- [ACTIVITY] Filter the entries that follow, copying every line in which the word "grass" appears.

[Stored data entries]

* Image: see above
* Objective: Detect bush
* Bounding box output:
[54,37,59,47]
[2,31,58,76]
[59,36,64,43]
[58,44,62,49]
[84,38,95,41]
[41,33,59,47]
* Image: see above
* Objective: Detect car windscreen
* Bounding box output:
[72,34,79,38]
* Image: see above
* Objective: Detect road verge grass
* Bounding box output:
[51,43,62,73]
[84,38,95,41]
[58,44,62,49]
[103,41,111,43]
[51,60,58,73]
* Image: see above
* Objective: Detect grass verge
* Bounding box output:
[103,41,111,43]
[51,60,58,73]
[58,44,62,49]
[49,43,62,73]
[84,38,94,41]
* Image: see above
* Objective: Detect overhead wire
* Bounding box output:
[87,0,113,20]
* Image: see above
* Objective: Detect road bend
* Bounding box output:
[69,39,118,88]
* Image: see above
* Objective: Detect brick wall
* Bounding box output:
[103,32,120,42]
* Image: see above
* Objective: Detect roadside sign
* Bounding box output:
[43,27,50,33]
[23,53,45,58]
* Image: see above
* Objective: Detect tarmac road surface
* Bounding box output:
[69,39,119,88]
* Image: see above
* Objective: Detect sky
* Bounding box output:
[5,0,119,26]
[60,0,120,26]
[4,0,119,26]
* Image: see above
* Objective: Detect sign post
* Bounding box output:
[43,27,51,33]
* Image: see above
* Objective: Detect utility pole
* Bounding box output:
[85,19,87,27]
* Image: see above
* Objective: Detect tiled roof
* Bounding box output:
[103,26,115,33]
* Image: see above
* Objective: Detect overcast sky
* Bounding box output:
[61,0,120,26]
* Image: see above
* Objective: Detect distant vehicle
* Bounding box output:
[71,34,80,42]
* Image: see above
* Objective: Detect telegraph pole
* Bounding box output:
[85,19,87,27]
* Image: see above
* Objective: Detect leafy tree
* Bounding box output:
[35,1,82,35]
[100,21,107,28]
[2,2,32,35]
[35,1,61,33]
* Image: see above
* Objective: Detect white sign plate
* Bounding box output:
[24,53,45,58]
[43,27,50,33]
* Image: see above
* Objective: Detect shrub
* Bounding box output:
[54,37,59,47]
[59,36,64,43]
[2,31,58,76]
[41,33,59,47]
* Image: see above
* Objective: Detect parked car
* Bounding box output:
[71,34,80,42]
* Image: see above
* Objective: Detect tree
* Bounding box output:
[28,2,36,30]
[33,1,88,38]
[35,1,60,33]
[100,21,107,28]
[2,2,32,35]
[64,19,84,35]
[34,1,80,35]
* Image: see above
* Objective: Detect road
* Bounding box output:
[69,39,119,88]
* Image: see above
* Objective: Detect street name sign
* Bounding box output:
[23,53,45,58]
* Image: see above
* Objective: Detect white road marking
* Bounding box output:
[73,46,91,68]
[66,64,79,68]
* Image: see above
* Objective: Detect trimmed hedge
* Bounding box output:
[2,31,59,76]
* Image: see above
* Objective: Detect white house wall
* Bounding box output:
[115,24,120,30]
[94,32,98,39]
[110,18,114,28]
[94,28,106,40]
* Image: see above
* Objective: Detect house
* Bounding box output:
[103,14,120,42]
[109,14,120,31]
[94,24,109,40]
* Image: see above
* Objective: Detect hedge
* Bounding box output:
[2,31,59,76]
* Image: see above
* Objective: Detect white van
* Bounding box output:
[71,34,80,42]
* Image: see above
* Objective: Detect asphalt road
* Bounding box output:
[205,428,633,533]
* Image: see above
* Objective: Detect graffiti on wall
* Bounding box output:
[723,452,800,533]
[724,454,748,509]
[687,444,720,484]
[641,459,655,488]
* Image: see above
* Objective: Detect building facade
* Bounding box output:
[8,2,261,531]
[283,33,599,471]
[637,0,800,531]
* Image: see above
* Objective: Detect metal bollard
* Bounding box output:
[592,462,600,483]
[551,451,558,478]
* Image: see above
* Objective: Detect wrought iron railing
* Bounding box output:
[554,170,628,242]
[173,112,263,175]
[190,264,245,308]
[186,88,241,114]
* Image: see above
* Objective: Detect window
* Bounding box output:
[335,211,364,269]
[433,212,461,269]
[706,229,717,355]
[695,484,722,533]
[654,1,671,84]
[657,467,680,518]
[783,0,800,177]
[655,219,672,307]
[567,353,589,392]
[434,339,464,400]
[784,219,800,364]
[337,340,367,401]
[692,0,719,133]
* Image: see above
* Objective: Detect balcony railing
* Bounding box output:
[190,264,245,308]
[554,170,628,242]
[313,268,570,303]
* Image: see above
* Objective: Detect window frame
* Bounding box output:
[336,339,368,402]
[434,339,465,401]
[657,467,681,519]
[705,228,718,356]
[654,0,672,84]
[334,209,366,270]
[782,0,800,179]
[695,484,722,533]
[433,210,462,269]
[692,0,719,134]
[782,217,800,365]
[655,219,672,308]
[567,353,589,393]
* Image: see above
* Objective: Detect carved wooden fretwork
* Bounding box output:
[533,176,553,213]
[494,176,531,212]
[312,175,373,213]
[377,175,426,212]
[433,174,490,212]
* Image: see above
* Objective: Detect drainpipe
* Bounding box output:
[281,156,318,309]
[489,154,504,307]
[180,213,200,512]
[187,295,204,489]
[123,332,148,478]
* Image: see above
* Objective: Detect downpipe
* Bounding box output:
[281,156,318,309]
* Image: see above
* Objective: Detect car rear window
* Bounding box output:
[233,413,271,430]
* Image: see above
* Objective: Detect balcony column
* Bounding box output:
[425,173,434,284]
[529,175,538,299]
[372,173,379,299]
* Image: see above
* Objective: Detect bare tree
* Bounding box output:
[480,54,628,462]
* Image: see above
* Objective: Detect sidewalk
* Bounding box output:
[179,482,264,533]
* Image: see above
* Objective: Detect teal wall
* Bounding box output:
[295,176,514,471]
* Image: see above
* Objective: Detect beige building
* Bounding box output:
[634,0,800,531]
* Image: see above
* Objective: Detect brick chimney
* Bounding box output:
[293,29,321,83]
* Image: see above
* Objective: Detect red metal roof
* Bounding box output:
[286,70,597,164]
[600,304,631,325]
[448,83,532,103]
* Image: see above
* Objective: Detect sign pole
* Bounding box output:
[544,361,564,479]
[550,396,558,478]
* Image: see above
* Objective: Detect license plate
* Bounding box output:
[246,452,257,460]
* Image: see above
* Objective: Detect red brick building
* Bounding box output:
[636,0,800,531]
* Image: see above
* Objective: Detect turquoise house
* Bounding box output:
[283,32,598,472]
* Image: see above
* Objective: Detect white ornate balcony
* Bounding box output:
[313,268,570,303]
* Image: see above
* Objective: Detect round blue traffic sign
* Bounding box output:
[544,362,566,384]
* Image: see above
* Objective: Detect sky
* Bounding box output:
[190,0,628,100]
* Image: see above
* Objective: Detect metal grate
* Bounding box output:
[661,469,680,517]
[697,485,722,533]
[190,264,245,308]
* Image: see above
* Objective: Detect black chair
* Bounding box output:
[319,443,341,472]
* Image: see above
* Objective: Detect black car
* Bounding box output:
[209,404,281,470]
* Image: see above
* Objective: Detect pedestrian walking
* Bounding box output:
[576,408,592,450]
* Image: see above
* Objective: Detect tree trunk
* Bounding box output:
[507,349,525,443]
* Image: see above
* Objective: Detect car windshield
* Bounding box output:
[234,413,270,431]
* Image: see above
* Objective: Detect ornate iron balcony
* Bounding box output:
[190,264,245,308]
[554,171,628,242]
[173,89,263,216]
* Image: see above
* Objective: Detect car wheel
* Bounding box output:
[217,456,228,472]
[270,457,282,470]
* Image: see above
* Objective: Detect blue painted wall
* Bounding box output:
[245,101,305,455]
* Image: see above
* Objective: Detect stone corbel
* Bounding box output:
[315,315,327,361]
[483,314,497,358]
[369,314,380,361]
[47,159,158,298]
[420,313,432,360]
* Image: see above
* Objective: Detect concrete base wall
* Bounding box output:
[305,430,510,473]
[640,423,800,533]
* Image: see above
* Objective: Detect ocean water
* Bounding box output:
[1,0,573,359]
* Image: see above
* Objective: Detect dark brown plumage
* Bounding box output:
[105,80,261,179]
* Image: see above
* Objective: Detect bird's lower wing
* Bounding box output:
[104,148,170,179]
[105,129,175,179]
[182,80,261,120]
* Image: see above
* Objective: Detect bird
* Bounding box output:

- [SOLUTION TO THIS PROBLEM]
* Objective: Detect road verge grass
* Objective: Detect grass verge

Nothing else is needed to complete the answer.